取り組む課題:
1. 抜粋の「サプライチェーンはグローバル」から「国製品との競争にさらされる。」までを、一字も変えずに書き写してください。
2. 抜粋によると、オニール副会長はコロナウィルスが明らかにしたリスクへの対応として何を提唱しているか。

++++ 抜粋 ++++

サプライチェーンはグローバル化の象徴ともいえるものである。それがコロナウィルスで国境が封鎖され、人の流れのみならず物流に大きな障害となり、サプライチェーンが危機にさらされることになった。サプライチェーンのリスクが浮き彫りにされたと言ってもいい。
外国での生産は部品など製造過程の一部を行うサプライチェーンのほかに、生産全体を行うケースもある。米国の場合、医薬器具や薬品の多くを中国で生産していたらしい。今回のコロナウィルスでその入手が困難になり、国内生産をすべきであるとの議論が出て来るのは不思議ではない。米外交問題評議会のオニール副会長は、Foreign Affairsのウェブサイトに4月1日で‘How to Pandemic-Proof Globalization’と題する論説を寄せ、コロナウィルスは世界的サプライチェーンが人々、経済、そして国の安全保障に与えるリスクを明らかにしたと述べ、それへの対応としてサプライチェーンの重複(redundancy)を提唱している。
サプライチェーンの場合、外国で行ってきた部品などの製造過程を米国に戻すとなれば、新しいサプライチェーンを作る必要があり、簡単ではない。何よりも生産のコストが上昇する。米国の生産コスト、特に労賃は割高であり、それがそもそもサプライチェーンを外国に移す理由であった。国内に移し替えると米国の産品が割高になり、国際競争力を失う。輸出は減り、貿易赤字が増える。国内でも外国製品との競争にさらされる。

++++ データの一部 ++++

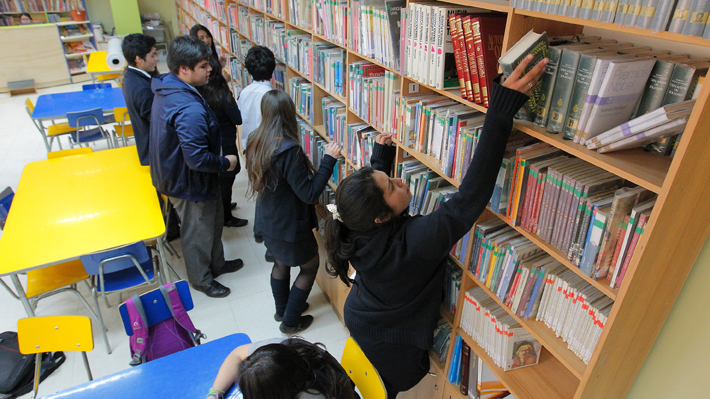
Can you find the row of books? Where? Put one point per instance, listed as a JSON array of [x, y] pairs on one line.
[[574, 206], [330, 20], [687, 17], [508, 344], [374, 92]]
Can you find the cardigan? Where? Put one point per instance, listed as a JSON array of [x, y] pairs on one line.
[[400, 266], [285, 209]]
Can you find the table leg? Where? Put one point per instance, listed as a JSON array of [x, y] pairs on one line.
[[23, 298]]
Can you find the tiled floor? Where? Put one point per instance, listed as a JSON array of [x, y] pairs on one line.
[[249, 309]]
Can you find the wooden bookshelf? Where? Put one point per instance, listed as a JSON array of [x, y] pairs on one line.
[[665, 254]]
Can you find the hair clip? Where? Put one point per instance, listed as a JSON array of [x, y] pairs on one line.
[[334, 210]]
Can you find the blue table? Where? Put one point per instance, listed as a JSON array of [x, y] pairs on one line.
[[187, 374]]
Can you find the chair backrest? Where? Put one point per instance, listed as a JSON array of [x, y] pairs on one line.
[[54, 333], [90, 117], [362, 372], [116, 259], [65, 153], [6, 197], [96, 86], [156, 309]]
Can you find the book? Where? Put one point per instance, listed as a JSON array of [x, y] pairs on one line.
[[533, 43]]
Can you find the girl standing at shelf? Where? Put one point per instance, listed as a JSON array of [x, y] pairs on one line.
[[217, 62], [287, 186], [400, 259]]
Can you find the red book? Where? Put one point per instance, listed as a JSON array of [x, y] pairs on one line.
[[457, 54], [488, 33]]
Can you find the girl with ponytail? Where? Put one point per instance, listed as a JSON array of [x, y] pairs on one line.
[[400, 259]]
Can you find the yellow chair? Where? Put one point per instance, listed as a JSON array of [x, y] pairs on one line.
[[52, 131], [123, 130], [66, 153], [362, 372], [36, 335]]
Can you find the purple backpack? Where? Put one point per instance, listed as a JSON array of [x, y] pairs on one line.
[[165, 337]]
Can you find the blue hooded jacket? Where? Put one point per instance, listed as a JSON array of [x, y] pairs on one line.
[[185, 143]]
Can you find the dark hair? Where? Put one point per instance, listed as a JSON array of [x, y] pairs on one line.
[[186, 51], [260, 63], [137, 45], [360, 201], [282, 371], [278, 123]]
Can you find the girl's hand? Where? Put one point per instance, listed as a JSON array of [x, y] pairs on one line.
[[333, 149], [383, 139], [527, 83]]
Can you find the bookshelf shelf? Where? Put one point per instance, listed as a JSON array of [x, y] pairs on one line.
[[666, 36], [635, 165]]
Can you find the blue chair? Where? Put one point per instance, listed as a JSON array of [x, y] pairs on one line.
[[83, 121], [96, 86]]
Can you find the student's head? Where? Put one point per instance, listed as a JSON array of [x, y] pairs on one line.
[[140, 52], [366, 200], [279, 371], [188, 59], [260, 63], [201, 32], [278, 122]]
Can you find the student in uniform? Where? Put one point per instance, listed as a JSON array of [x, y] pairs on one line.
[[400, 259], [287, 186], [283, 368]]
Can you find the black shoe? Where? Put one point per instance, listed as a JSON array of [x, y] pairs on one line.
[[303, 324], [230, 266], [280, 318], [236, 222], [214, 290]]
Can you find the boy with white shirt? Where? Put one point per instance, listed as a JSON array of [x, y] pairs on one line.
[[260, 64]]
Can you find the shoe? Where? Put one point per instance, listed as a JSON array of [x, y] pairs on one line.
[[230, 266], [280, 318], [214, 289], [269, 257], [236, 222], [303, 324]]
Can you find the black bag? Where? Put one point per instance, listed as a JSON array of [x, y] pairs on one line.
[[17, 370]]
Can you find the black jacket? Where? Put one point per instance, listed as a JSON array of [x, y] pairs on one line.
[[185, 144], [285, 210], [139, 101], [400, 267]]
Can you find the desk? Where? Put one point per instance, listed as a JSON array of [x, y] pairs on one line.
[[97, 65], [187, 374], [70, 206]]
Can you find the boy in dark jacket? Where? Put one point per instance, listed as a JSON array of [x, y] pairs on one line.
[[185, 161]]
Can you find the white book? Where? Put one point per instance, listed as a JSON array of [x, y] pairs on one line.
[[621, 89], [676, 126]]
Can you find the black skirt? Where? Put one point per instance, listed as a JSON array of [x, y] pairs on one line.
[[400, 366], [292, 253]]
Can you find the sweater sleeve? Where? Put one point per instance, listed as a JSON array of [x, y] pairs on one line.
[[295, 171], [382, 157], [432, 236]]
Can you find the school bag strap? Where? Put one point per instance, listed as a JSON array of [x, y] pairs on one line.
[[177, 310]]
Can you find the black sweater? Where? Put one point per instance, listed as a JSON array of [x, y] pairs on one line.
[[400, 269]]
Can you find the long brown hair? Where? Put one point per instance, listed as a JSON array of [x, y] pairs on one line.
[[278, 123]]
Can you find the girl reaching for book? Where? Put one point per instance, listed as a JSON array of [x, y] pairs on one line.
[[400, 259]]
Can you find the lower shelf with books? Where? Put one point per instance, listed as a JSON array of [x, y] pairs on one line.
[[549, 379]]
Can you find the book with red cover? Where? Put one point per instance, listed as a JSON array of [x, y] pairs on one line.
[[488, 33]]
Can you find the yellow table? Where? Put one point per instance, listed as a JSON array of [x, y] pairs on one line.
[[97, 65], [70, 206]]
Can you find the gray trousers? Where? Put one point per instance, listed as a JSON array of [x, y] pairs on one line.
[[201, 232]]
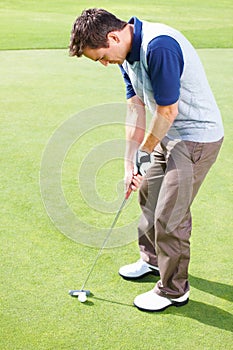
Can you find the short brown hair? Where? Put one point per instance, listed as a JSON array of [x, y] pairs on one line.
[[91, 30]]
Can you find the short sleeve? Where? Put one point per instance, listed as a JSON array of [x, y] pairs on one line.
[[165, 67]]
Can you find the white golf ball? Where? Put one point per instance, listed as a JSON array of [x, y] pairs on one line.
[[82, 297]]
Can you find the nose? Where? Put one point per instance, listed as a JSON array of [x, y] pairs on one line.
[[104, 62]]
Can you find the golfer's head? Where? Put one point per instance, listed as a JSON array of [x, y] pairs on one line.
[[97, 34]]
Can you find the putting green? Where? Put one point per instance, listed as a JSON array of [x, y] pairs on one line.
[[40, 90]]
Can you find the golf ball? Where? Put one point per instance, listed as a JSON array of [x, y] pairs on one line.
[[82, 297]]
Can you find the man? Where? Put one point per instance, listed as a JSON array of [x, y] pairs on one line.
[[162, 72]]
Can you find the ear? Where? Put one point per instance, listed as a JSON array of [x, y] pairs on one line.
[[113, 37]]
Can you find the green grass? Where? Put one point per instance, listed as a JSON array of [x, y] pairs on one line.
[[47, 24], [40, 91]]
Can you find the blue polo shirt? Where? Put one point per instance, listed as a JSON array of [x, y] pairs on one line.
[[163, 68], [165, 65]]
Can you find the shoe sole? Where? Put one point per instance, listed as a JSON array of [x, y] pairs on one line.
[[174, 303], [152, 272]]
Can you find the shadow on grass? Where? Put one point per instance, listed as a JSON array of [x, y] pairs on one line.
[[206, 314], [220, 290]]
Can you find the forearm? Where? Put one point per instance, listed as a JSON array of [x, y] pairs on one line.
[[135, 129], [160, 124]]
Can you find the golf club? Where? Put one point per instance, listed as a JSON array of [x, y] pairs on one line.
[[82, 293]]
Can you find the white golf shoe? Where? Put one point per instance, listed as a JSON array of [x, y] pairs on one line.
[[151, 301], [137, 270]]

++++

結果:
1.
サプライチェーンはグローバル化の象徴ともいえるものである。それがコロナウィルスで国境が封鎖され、人の流れのみならず物流に大きな障害となり、サプライチェーンが危機にさらされることになった。サプライチェーンのリスクが浮き彫りにされたと言ってもいい。
外国での生産は部品など製造過程の一部を行うサプライチェーンのほかに、生産全体を行うケースもある。米国の場合、医薬器具や薬品の多くを中国で生産していたらしい。今回のコロナウィルスでその入手が困難になり、国内生産をすべきであるとの議論が出て来るのは不思議ではない。米外交問題評議会のオニール副会長は、Foreign Affairsのウェブサイトに4月1日で‘How to Pandemic-Proof Globalization’と題する論説を寄せ、コロナウィルスは世界的サプライチェーンが人々、経済、そして国の安全保障に与えるリスクを明らかにしたと述べ、それへの対応としてサプライチェーンの重複(redundancy)を提唱している。
サプライチェーンの場合、外国で行ってきた部品などの製造過程を米国に戻すとなれば、新しいサプライチェーンを作る必要があり、簡単ではない。何よりも生産のコストが上昇する。米国の生産コスト、特に労賃は割高であり、それがそもそもサプライチェーンを外国に移す理由であった。国内に移し替えると米国の産品が割高になり、国際競争力を失う。輸出は減り、貿易赤字が増える。国内でも外国製品との競争にさらされる。

2. サプライチェーンの重複(redundancy)